Reproduce each of the entries below word for word, leaving out the pictures.

-- start Data supplied --

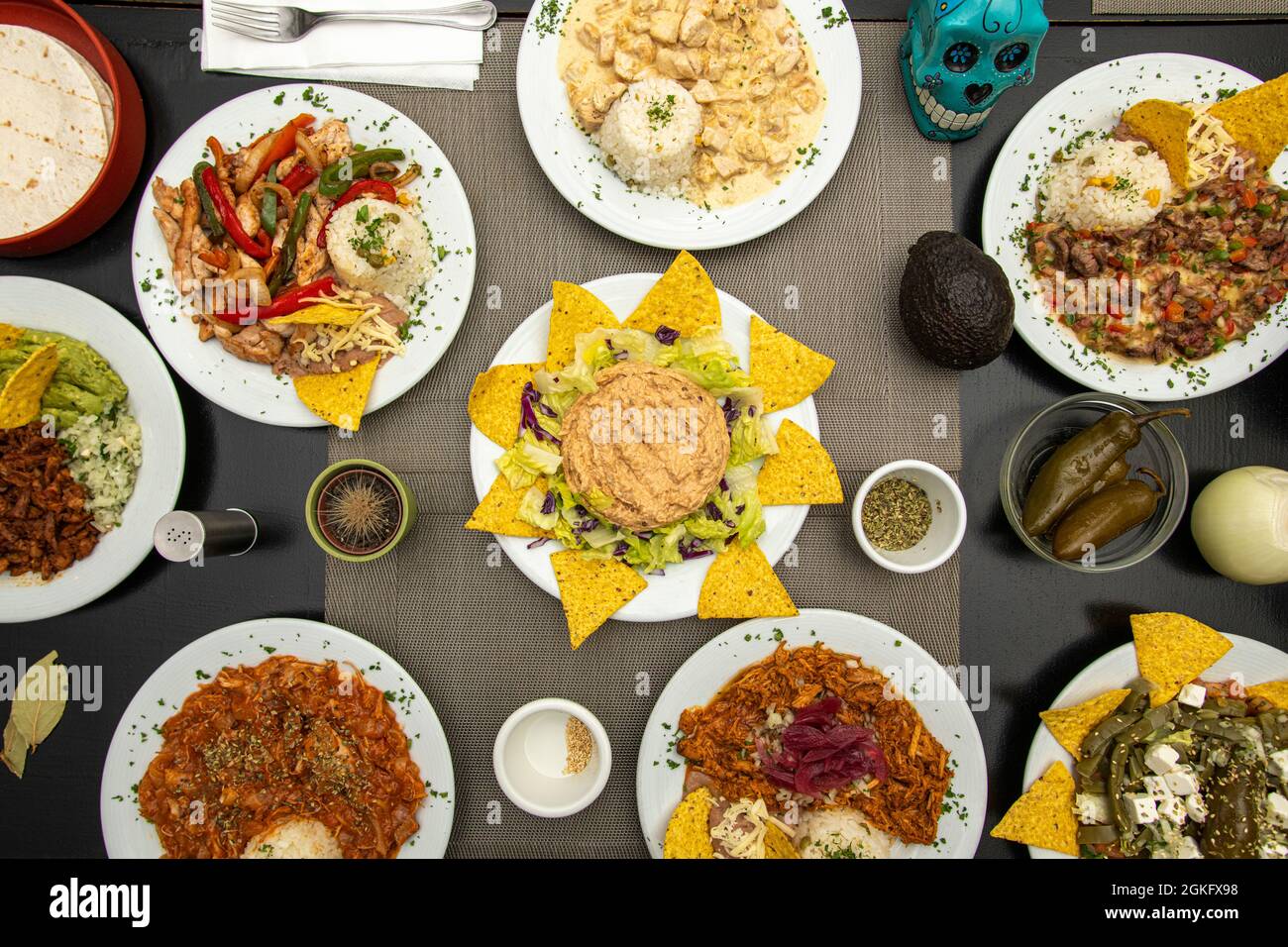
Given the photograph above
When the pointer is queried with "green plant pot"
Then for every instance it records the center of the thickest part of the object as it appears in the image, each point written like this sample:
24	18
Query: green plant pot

-- end Data supplied --

Expected output:
Given the photograph above
When the pointer is queried with "green plant pot"
Then for every instance it records the center of the thickest part of the object as it appears in the image, each point written like this sample:
24	18
Query: green plant pot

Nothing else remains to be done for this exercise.